- [PAGE EXCERPT]
I am also a fan of books that take place in cold places. It is very rare that you will find me reading or writing anything that has a tropical locale. Here are a few reading suggestions for fans of Fortitude or general ice terror.

The Terror is inspired by the ill-fated trip of HMS Terror and HMS Erebus, two ships that were tasked with finding a way through the Norwest Passage. However, in The Terror men are not only devoured by disease and starvation, but an unknown monstrous creature stalking them from out on the ice. I’ve read recently that this book will be adapted into a television series. For history buffs, the once lost Terror was found last year and a video of it was filmed by the Arctic Research Foundation.

The North Water is brutal and captivating. Moments can be so visceral and intense in this novel, and it was one of my favorites of this past year. I am baffled by the fact that it was not moved from the long list to the short list for the Man Booker Prize. I am a complete evangelist for it and I think everyone should read it (don’t get put off by the human murder, bear murder, and venereal disease). Two men are aboard a harpooner: one a medic, the other a murder and then a horrendous discovery is found.

Stored data entries

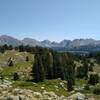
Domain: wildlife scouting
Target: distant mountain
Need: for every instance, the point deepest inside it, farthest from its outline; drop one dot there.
(65, 45)
(31, 42)
(4, 39)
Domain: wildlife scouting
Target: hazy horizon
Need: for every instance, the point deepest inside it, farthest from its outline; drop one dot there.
(53, 20)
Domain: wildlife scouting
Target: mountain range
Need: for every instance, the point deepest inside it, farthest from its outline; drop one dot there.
(65, 45)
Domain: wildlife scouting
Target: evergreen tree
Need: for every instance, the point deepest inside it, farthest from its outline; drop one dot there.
(49, 69)
(15, 76)
(27, 58)
(10, 62)
(38, 69)
(70, 85)
(94, 78)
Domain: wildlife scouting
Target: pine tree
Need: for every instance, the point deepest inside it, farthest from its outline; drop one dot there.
(15, 76)
(38, 69)
(27, 58)
(70, 84)
(49, 69)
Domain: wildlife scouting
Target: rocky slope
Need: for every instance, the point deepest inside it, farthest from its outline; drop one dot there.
(65, 45)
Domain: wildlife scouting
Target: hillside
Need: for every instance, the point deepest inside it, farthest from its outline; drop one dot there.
(55, 87)
(76, 45)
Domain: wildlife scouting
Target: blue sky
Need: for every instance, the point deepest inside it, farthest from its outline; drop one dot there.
(50, 19)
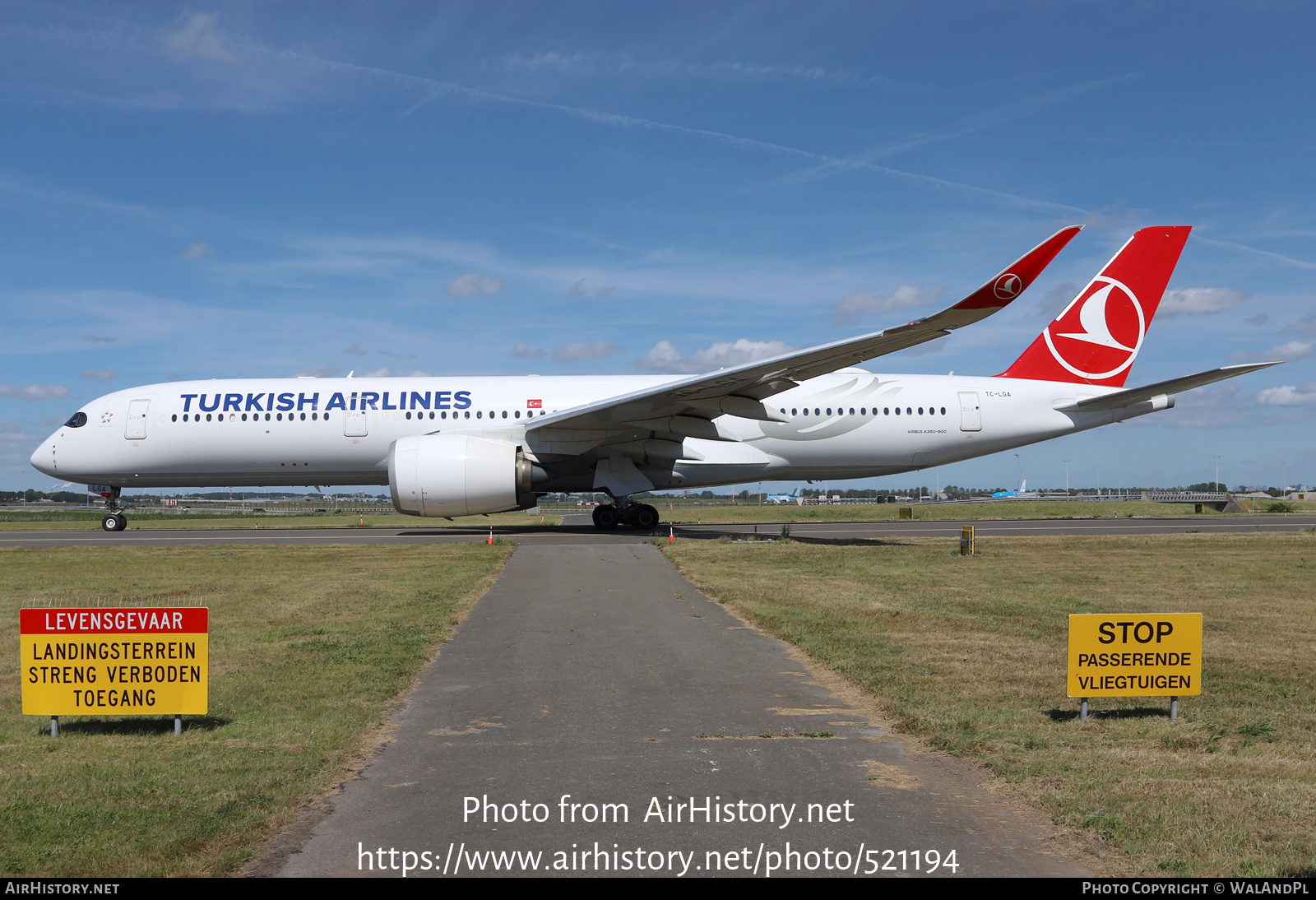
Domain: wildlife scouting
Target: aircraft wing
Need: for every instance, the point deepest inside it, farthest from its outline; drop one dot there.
(688, 407)
(1173, 386)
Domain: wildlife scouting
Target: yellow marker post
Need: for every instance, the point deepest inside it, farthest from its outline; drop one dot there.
(1135, 656)
(966, 541)
(128, 661)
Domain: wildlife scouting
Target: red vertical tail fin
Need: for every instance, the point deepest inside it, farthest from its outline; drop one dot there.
(1099, 335)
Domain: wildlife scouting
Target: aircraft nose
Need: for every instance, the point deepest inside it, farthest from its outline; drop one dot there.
(44, 457)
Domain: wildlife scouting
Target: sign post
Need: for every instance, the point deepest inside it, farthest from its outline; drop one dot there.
(132, 661)
(1135, 656)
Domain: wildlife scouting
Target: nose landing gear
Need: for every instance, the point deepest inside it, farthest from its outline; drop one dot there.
(115, 520)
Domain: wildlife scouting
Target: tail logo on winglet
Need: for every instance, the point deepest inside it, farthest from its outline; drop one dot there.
(1008, 285)
(1103, 328)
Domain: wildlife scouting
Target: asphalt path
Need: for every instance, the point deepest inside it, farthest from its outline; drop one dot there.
(594, 674)
(577, 529)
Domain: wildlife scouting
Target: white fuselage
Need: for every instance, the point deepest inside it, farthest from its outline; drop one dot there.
(322, 432)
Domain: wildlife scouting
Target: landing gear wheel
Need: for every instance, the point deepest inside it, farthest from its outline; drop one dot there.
(605, 517)
(644, 517)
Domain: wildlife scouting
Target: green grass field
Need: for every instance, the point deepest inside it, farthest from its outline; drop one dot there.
(309, 647)
(881, 512)
(90, 522)
(969, 654)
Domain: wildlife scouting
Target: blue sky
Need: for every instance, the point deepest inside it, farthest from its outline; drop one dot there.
(241, 190)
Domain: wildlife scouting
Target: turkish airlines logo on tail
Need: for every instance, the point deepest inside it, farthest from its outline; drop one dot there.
(1101, 333)
(1008, 285)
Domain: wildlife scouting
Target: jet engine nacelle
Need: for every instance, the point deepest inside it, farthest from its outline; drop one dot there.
(457, 476)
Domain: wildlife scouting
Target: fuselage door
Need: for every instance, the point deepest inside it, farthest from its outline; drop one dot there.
(971, 414)
(136, 428)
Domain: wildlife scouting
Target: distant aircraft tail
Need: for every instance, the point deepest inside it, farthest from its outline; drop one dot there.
(1101, 332)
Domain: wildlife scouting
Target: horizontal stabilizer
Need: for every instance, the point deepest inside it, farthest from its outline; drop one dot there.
(1162, 388)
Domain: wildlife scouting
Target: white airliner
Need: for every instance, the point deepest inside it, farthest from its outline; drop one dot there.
(457, 447)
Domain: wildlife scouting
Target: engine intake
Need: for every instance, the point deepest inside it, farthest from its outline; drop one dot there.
(457, 476)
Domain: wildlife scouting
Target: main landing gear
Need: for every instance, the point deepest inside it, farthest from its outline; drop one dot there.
(637, 515)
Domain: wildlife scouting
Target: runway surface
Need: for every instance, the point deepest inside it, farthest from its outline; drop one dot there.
(596, 675)
(577, 529)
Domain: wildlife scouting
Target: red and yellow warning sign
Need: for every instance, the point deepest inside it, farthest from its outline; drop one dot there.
(129, 661)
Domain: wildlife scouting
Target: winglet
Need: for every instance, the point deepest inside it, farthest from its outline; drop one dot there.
(1015, 278)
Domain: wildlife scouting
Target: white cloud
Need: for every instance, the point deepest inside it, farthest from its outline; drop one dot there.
(197, 35)
(1286, 351)
(850, 309)
(1289, 395)
(666, 358)
(574, 63)
(1199, 300)
(583, 350)
(471, 283)
(1057, 299)
(1304, 327)
(1211, 407)
(928, 346)
(319, 371)
(35, 391)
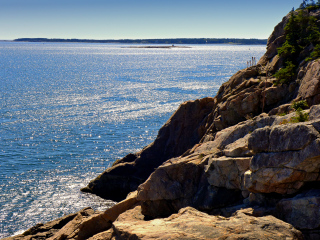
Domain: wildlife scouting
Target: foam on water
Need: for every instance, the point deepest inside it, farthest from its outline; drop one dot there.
(68, 111)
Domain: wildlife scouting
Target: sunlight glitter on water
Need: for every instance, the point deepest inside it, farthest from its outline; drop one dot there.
(68, 111)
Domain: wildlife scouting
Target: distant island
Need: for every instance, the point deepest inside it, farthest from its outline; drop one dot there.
(252, 41)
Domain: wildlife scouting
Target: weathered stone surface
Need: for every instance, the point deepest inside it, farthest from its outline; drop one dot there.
(310, 84)
(290, 159)
(288, 137)
(302, 211)
(192, 224)
(47, 230)
(179, 183)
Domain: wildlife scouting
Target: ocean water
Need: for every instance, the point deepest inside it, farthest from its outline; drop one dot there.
(68, 111)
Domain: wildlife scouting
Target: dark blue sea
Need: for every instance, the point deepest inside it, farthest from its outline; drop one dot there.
(69, 110)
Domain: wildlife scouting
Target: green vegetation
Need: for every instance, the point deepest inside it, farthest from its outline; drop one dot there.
(300, 105)
(156, 41)
(301, 32)
(300, 115)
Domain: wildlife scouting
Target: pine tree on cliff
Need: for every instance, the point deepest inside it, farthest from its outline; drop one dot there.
(303, 5)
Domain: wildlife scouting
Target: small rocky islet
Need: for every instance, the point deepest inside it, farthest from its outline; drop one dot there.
(242, 165)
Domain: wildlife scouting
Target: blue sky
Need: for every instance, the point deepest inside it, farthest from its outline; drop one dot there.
(141, 19)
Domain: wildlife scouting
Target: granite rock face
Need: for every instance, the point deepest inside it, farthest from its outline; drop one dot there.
(242, 149)
(189, 223)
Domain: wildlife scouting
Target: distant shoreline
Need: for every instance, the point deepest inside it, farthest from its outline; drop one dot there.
(238, 41)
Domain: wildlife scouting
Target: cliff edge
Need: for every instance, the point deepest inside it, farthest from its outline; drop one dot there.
(242, 165)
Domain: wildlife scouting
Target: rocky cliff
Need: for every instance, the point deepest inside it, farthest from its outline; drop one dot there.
(242, 165)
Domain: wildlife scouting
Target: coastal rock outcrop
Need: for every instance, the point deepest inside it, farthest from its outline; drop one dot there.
(182, 131)
(189, 223)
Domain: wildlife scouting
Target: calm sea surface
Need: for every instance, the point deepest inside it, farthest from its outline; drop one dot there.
(68, 111)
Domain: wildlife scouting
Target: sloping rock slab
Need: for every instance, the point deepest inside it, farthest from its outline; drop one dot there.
(181, 132)
(189, 223)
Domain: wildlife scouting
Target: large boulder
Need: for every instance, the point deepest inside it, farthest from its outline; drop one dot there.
(182, 131)
(302, 211)
(310, 84)
(286, 157)
(189, 223)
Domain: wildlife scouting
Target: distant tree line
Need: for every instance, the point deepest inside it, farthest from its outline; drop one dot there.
(310, 4)
(302, 43)
(252, 41)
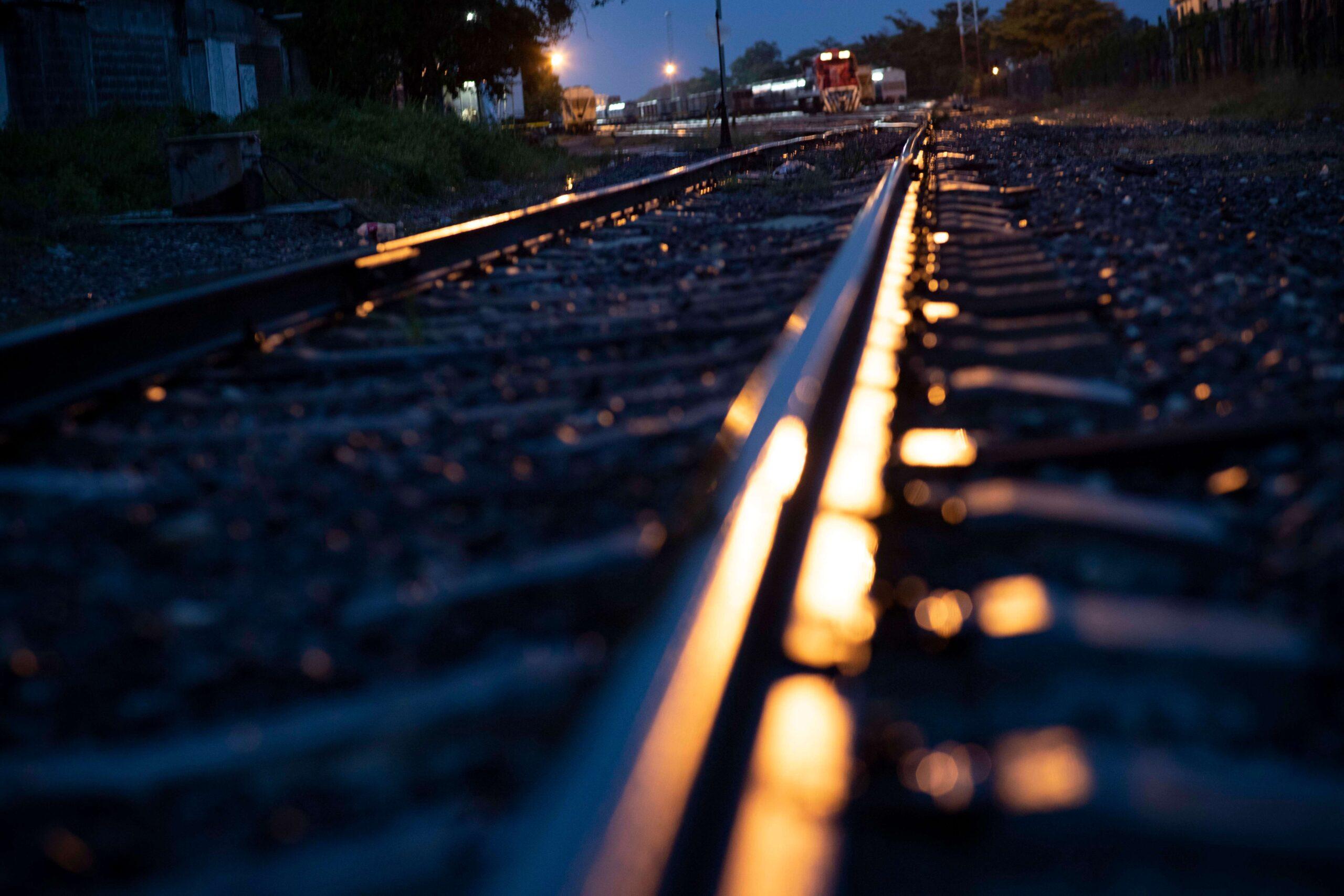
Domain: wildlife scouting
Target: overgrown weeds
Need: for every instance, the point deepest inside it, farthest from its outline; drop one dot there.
(383, 157)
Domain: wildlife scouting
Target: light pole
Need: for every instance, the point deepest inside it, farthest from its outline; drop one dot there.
(670, 69)
(725, 132)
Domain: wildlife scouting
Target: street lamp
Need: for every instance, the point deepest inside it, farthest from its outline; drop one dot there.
(725, 133)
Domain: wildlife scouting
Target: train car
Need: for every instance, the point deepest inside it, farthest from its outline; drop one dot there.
(579, 109)
(889, 85)
(838, 81)
(766, 97)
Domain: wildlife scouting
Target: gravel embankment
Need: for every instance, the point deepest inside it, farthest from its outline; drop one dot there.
(1221, 257)
(113, 265)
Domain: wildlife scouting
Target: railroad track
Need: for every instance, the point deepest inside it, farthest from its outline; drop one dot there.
(952, 609)
(1107, 657)
(316, 568)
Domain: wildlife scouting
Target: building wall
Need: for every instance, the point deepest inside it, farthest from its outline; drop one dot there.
(69, 59)
(49, 64)
(135, 53)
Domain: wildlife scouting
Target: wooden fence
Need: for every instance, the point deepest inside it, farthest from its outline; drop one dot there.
(1247, 37)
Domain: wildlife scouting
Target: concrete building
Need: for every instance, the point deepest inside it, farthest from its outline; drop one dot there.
(69, 59)
(1182, 8)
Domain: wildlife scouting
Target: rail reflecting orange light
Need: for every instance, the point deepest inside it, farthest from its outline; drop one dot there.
(937, 448)
(834, 616)
(785, 841)
(936, 312)
(639, 839)
(1043, 770)
(1014, 606)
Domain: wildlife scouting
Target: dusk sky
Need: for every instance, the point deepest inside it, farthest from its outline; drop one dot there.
(622, 47)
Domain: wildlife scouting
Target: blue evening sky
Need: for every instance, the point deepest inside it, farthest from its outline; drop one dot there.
(622, 47)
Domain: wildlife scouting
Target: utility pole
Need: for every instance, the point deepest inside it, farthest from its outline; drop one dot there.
(975, 16)
(961, 35)
(725, 132)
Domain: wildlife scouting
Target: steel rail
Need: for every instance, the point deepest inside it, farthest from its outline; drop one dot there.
(75, 358)
(615, 818)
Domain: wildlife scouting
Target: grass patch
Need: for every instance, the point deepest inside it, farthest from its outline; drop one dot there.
(382, 156)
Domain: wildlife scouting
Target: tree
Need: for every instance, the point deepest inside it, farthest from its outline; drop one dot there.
(1030, 27)
(929, 54)
(762, 61)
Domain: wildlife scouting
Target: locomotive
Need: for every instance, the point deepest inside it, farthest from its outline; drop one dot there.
(838, 81)
(835, 83)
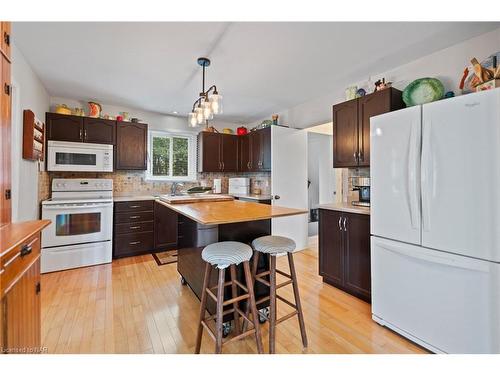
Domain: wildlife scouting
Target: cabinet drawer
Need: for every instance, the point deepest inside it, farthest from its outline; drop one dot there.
(15, 263)
(133, 217)
(134, 243)
(134, 227)
(134, 206)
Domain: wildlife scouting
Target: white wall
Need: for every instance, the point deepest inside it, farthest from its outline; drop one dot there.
(28, 93)
(155, 121)
(447, 65)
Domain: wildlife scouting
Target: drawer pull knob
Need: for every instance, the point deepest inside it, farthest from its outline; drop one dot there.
(26, 249)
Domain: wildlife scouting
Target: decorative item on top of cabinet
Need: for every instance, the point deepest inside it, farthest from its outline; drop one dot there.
(351, 126)
(344, 251)
(131, 146)
(33, 136)
(6, 39)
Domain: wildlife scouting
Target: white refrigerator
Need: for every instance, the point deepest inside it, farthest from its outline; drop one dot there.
(435, 223)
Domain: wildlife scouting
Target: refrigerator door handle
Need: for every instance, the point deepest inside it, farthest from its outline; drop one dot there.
(412, 174)
(425, 176)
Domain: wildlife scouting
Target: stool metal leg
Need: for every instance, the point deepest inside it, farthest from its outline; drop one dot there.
(272, 305)
(203, 303)
(220, 308)
(253, 307)
(234, 294)
(297, 299)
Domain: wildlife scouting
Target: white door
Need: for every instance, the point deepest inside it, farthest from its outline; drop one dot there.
(289, 181)
(445, 302)
(394, 174)
(461, 175)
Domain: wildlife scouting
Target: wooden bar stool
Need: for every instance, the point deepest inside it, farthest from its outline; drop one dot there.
(223, 255)
(274, 246)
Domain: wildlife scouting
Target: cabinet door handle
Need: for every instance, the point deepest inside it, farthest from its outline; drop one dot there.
(25, 250)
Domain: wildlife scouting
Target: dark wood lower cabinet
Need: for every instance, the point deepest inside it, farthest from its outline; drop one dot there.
(344, 251)
(165, 227)
(142, 227)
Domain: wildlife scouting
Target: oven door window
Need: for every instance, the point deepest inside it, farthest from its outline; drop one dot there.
(78, 224)
(70, 158)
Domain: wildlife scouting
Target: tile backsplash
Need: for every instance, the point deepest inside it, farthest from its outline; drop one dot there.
(135, 182)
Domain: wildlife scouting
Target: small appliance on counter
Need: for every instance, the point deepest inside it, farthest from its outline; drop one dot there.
(217, 189)
(239, 186)
(362, 186)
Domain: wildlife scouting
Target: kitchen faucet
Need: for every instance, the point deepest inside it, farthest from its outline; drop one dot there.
(173, 188)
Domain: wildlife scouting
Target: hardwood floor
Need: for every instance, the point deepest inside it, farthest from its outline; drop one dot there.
(135, 306)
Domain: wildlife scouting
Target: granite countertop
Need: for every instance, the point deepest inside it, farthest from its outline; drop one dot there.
(346, 207)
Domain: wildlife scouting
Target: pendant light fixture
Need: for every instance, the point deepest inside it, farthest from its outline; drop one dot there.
(209, 102)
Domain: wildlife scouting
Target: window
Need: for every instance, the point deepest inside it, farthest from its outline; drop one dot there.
(172, 156)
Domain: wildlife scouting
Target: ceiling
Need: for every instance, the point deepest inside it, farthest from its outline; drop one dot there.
(259, 68)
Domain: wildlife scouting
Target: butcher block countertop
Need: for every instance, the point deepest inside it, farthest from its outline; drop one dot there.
(230, 211)
(13, 234)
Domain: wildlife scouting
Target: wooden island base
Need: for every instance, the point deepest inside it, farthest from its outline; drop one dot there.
(191, 267)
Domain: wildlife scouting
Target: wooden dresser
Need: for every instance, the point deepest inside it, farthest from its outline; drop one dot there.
(19, 242)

- [PROBLEM 1] Return the part of the excerpt on cold-setting books between "The Terror is" and "Arctic Research Foundation.", inclusive.
- [PROBLEM 2] Decide whether each statement agrees with the excerpt on cold-setting books, answering yes or no and quoting the words that settle it: (a) The Terror is going to be adapted into a television series. (b) The North Water reached the short list for the Man Booker Prize. (c) The writer often reads books set in tropical places.
- [PROBLEM 3] In the excerpt on cold-setting books, who filmed a video of the once-lost Terror after it was found?

- [WRITTEN ANSWER 1]
The Terror is inspired by the ill-fated trip of HMS Terror and HMS Erebus, two ships that were tasked with finding a way through the Norwest Passage. However, in The Terror men are not only devoured by disease and starvation, but an unknown monstrous creature stalking them from out on the ice. I’ve read recently that this book will be adapted into a television series. For history buffs, the once lost Terror was found last year and a video of it was filmed by the Arctic Research Foundation.

- [WRITTEN ANSWER 2]
(a) Yes: "I’ve read recently that this book will be adapted into a television series."
(b) No: "I am baffled by the fact that it was not moved from the long list to the short list for the Man Booker Prize."
(c) No: "It is very rare that you will find me reading or writing anything that has a tropical locale."

- [WRITTEN ANSWER 3] The Arctic Research Foundation.